Data shown -
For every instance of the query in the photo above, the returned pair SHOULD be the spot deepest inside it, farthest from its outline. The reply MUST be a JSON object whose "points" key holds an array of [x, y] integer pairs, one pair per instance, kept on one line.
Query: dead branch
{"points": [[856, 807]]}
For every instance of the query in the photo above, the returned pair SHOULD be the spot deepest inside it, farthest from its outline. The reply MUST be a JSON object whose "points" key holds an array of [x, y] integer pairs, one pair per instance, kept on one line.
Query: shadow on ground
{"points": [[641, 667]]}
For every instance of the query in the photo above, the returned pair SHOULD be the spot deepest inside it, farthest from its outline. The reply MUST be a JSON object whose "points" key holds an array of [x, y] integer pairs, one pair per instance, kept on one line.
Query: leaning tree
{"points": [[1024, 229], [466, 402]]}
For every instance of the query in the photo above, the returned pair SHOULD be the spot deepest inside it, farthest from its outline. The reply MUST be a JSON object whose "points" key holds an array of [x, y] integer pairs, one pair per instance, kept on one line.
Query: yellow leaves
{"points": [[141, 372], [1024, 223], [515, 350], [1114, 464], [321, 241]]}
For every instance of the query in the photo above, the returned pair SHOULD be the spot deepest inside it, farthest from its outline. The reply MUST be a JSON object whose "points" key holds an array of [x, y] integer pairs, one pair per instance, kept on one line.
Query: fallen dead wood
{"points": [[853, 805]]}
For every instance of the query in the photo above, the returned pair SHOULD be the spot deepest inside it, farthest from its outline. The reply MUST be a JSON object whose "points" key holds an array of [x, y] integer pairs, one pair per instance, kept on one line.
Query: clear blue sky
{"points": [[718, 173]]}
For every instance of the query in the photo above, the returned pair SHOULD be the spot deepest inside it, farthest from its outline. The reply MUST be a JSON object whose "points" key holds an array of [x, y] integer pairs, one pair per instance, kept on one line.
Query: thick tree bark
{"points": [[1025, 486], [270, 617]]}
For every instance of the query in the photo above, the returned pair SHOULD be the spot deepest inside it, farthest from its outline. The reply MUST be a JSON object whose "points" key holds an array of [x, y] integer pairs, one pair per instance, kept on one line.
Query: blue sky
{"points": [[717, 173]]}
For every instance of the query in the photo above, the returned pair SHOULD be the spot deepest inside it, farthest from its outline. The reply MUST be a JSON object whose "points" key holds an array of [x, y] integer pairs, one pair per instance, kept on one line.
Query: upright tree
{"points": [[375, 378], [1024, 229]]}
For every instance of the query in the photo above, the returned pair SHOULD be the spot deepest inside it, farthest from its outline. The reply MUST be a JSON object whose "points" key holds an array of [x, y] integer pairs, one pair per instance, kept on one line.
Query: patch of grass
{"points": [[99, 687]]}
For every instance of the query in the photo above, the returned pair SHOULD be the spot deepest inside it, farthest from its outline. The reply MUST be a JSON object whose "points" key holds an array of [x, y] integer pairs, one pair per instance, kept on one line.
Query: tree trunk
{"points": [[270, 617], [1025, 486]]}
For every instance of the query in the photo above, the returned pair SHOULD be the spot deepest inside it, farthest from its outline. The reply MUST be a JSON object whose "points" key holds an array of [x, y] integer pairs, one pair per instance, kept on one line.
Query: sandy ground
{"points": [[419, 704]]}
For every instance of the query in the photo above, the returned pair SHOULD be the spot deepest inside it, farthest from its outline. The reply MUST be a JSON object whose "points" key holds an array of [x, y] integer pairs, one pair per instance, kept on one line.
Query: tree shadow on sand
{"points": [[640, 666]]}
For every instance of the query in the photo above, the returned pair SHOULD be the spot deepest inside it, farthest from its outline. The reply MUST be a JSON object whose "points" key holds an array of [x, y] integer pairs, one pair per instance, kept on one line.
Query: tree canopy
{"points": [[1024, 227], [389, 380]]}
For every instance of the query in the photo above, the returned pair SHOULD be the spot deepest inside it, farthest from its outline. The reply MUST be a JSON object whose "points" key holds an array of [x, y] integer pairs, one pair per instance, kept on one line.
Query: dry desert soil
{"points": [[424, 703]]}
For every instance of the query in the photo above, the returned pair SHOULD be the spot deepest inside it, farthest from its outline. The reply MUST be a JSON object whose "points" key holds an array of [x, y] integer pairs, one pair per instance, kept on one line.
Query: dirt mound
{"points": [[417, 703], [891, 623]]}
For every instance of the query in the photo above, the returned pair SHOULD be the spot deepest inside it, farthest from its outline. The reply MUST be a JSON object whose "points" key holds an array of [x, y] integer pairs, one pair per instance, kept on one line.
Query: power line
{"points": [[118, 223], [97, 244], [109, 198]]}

Your instructions - Render the stretch from the start of the records through the line containing "Query: dead branch" as a numbered list, leaving out any blank lines.

Exercise answer -
1. For every instance of the query in the photo above, the returned pair SHOULD be the spot deepest inside it, farthest from its outline. The reply MUST be a JSON object whose "points" key holds an array of [x, y] integer pairs, one pair per instance, kept on one line.
2. Query: dead branch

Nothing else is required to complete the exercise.